Supplied entries
····················
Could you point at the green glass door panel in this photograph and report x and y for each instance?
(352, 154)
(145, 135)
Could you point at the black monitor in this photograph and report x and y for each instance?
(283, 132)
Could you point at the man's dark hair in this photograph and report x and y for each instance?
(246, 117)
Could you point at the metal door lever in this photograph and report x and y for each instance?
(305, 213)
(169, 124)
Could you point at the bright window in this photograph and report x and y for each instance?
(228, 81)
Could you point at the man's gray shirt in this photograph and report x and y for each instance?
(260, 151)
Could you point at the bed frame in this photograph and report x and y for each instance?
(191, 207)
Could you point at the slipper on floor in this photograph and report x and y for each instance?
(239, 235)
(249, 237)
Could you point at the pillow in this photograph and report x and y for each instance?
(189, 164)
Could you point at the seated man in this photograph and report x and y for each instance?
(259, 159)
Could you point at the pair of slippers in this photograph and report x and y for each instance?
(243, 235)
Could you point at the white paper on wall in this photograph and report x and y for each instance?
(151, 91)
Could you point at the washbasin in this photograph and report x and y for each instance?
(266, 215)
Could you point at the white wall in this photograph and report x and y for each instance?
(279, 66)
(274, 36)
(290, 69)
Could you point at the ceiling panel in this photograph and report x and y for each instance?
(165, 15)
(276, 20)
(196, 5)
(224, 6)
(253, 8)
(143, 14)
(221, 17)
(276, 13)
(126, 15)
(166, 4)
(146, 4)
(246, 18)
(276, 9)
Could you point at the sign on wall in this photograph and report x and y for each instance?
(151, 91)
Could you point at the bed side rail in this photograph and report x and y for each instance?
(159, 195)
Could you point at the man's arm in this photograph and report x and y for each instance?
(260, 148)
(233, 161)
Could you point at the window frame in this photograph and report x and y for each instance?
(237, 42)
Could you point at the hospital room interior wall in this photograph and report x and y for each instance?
····················
Problem details
Reproduce the stretch of the listing above from the line containing "Could you point at the man's arm" through the listing's last line, with every line unchanged.

Solved exercise
Could you point at the man's arm in this photograph and report x and y for each instance?
(260, 148)
(233, 161)
Could you point at the window frame in this photograph and report x and y for each instance?
(237, 42)
Could you point at the hospital room interior wall in this photograph and report x and y for each instance?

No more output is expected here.